**OBJECTIVE:** Give every line back verbatim, dropping all images.

**MATERIAL TO PROCESS:**

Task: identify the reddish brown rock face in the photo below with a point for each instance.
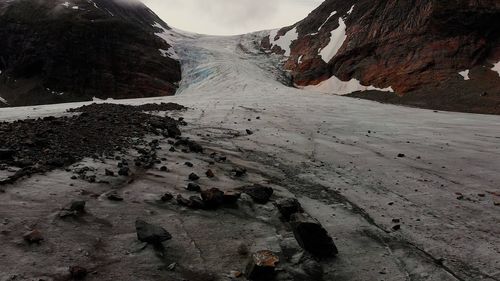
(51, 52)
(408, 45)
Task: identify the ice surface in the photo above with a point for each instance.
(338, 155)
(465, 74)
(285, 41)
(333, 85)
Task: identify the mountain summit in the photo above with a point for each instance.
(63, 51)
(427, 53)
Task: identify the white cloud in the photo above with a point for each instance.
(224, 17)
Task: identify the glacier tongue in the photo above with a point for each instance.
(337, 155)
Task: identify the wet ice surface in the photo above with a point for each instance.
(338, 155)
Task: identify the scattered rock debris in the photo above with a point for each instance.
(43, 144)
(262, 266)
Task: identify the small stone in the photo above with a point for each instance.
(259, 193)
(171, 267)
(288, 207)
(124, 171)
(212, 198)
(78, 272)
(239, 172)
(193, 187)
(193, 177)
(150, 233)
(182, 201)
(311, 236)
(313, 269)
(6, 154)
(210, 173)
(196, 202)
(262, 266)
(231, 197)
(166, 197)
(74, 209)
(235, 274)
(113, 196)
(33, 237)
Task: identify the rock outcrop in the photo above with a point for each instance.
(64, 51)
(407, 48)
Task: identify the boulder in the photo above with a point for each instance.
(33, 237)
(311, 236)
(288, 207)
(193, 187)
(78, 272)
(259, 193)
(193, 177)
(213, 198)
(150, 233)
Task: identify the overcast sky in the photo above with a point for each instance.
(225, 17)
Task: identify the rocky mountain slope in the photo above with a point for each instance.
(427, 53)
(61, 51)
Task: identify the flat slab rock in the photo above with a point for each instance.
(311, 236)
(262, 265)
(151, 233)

**CORRECT ANSWER:**
Task: identify the reddish brown rock face in the photo below with a point for each instance.
(51, 52)
(408, 45)
Task: identify the ice surface in the photo above with a point for each instance.
(338, 155)
(465, 74)
(285, 41)
(333, 85)
Task: identify the mountain summit in the photo above with a point for each instance.
(63, 51)
(427, 53)
Task: identify the white cloud in the photo above with a point for each instance.
(224, 17)
Task: identify the glacier tongue in the photo above with a point for each instance.
(337, 155)
Task: identify the wet ice surface in the photo above with a point for each instance.
(338, 155)
Task: identify the scattered rock debris in the photo above with a point for each instance.
(43, 144)
(262, 266)
Task: identify the small stone in the photo above with a point for each instance.
(259, 193)
(171, 267)
(288, 207)
(124, 171)
(212, 198)
(78, 272)
(239, 172)
(193, 187)
(193, 177)
(150, 233)
(182, 201)
(311, 236)
(313, 269)
(6, 154)
(210, 173)
(196, 202)
(262, 266)
(231, 197)
(166, 197)
(74, 209)
(235, 274)
(113, 196)
(33, 237)
Task: identify the rock outcrop in the photo above with a point for each instance.
(64, 51)
(407, 48)
Task: identify the boulder in the photo above with a point for each instance.
(33, 237)
(311, 236)
(288, 207)
(193, 187)
(78, 272)
(259, 193)
(193, 177)
(213, 198)
(150, 233)
Task: identify the overcast sky in the photo above with a point for each instance.
(225, 17)
Task: identify the rocky mountain slope in the photo above with a point for each instance.
(427, 53)
(61, 51)
Task: identify the flat slab rock in the photo above with a point for each instance.
(311, 236)
(262, 265)
(151, 233)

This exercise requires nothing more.